• _Excerpted text_:
-------------------------

Commonwealth Parliament finally passed same-sex marriage legislation in December 2017, prompting some (cisgender heterosexual) politicians to claim that it was ‘mission accomplished’ in terms of LGBTI rights in Australia. They couldn’t be more wrong.
This page looks at some of the many issues of LGBTI law and policy reform that remain unfinished – lesbian, gay, bisexual, transgender and intersex (LGBTI) Australians won’t be truly equal until these items of business are addressed. This includes, in no particular order of importance:
The Fair Work Act 2009 (Cth) does not treat LGBTI people equally. It offers no protections against adverse treatment or unfair dismissal on the basis of gender identity or sex characteristics (intersex status). And it includes special privileges allowing religious organisations to discriminate against lesbian, gay and bisexual employees.
Despite the passage of same-sex marriage in late 2017, not all states and territories had removed forced trans divorce provisions from their respective statutes (where married trans people were required to divorce their partners before being able to access new, accurate identity documentation). Several states and territories have taken action since then, meaning that as at 25 February 2019, Tasmania is now the final jurisdiction to retain these outdated provisions.
The Sex Discrimination Amendment (Sexual Orientation, Gender Identity and Intersex Status) Act 2013 introduced Commonwealth LGBTI anti-discrimination protections for the first time. Five years later and some problems need to be fixed:
- Updating intersex status to ‘sex characteristics’
- Protecting LGBT students against discrimination
- Restricting religious exceptions more broadly
- Introducing protections against anti-LGBTI vilification, and
- Creating an LGBTI Commissioner within the Australian Human Rights Commission.

-------------------------

Items from a data source
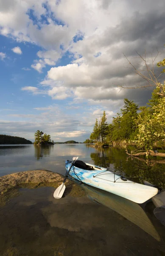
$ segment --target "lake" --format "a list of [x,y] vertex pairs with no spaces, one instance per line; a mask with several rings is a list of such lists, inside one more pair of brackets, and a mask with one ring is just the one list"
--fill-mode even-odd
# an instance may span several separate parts
[[[163,159],[147,164],[144,158],[128,158],[124,148],[81,144],[1,145],[0,175],[41,169],[64,175],[65,160],[74,156],[165,188]],[[139,205],[78,184],[85,195],[55,200],[52,187],[11,195],[0,206],[0,255],[165,255],[165,227],[154,216],[151,200]]]

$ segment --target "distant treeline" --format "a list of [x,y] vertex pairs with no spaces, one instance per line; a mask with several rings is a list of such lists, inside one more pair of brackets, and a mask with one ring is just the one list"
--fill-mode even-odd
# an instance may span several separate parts
[[0,134],[0,144],[32,144],[32,143],[25,138],[17,136],[11,136]]
[[77,142],[75,140],[68,140],[65,142],[54,142],[54,144],[75,144],[81,143]]

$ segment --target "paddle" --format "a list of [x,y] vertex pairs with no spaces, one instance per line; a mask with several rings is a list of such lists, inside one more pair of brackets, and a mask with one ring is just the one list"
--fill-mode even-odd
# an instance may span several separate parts
[[56,190],[54,192],[53,197],[56,199],[59,199],[59,198],[61,198],[62,197],[62,195],[63,195],[64,194],[64,191],[65,191],[65,186],[64,184],[64,183],[66,180],[67,179],[67,175],[68,175],[69,173],[70,172],[70,169],[71,169],[71,168],[73,166],[73,164],[74,164],[75,161],[76,160],[77,160],[77,159],[78,158],[78,157],[74,157],[73,158],[73,163],[71,165],[70,167],[70,168],[68,172],[67,172],[67,173],[66,174],[65,178],[64,180],[64,181],[63,182],[63,183],[62,183],[62,184],[61,185],[60,185],[60,186],[59,186],[57,188],[57,189],[56,189]]

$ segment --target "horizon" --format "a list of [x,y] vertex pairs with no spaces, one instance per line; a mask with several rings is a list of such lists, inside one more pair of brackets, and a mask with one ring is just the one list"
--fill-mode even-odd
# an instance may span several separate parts
[[[151,99],[124,56],[164,58],[162,0],[0,2],[0,134],[32,141],[37,130],[56,142],[83,142],[96,118]],[[160,54],[162,54],[161,55]]]

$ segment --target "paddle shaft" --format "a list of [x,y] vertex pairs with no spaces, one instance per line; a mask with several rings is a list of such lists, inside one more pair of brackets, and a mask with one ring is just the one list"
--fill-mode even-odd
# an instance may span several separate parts
[[66,174],[66,175],[65,175],[65,178],[64,178],[64,181],[63,181],[63,183],[64,183],[65,182],[65,181],[67,179],[67,175],[68,175],[68,174],[69,174],[69,172],[70,172],[70,170],[71,170],[71,168],[72,167],[72,166],[73,166],[73,164],[74,164],[74,163],[75,163],[75,162],[76,160],[76,159],[75,159],[75,160],[74,160],[73,162],[73,163],[72,163],[72,164],[71,164],[71,166],[70,166],[70,169],[69,169],[69,170],[68,172],[67,172],[67,174]]

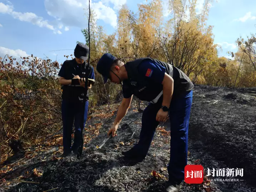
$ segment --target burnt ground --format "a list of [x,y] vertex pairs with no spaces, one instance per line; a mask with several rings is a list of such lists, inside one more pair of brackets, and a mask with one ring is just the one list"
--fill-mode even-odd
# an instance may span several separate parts
[[[189,129],[188,164],[202,165],[204,176],[207,168],[243,168],[243,175],[209,176],[205,177],[202,184],[183,182],[181,191],[256,191],[255,93],[255,89],[233,90],[195,86]],[[146,104],[142,104],[143,109]],[[115,111],[118,105],[110,107]],[[25,156],[13,156],[5,166],[1,166],[0,182],[6,182],[0,183],[0,191],[162,191],[168,178],[169,124],[159,125],[146,159],[134,164],[124,160],[121,151],[138,141],[142,113],[137,111],[133,102],[118,136],[103,147],[105,155],[97,152],[95,146],[100,146],[106,138],[114,121],[113,114],[105,117],[108,109],[101,106],[88,121],[85,141],[89,136],[92,139],[85,141],[82,158],[58,159],[61,152],[61,137],[58,135],[61,133],[57,133],[55,139],[53,136],[50,140],[46,138],[45,142],[25,149]],[[91,128],[94,126],[94,129]],[[231,178],[243,181],[210,180]]]

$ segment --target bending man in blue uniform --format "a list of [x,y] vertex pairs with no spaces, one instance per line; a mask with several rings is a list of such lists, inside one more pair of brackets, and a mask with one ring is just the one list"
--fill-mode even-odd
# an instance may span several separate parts
[[[86,66],[89,64],[86,61],[88,58],[89,48],[85,45],[78,43],[75,49],[75,58],[64,62],[58,76],[59,83],[62,85],[61,113],[63,121],[63,153],[61,156],[72,155],[72,151],[76,155],[79,147],[83,140],[83,130],[87,118],[89,104],[89,93],[85,93],[85,77],[88,73],[88,78],[94,79],[93,68],[89,65],[88,71]],[[72,79],[82,79],[80,85],[72,84]],[[92,85],[88,86],[90,89]],[[86,95],[85,95],[86,94]],[[71,135],[73,124],[75,126],[74,143],[71,146]]]
[[170,159],[169,181],[164,189],[178,192],[184,179],[187,164],[188,132],[194,85],[182,71],[169,64],[150,58],[141,58],[125,64],[109,53],[99,60],[97,69],[113,82],[122,84],[124,99],[108,133],[114,136],[126,114],[133,95],[150,102],[144,110],[139,140],[130,150],[123,151],[127,158],[136,161],[146,157],[159,122],[164,122],[169,113],[171,122]]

-------------------------

• _What you have to do_:
In the text on unfinished LGBTI law reform in Australia, which jurisdiction was the last to retain forced trans divorce provisions as at 25 February 2019?

• _Result for this task_:
Tasmania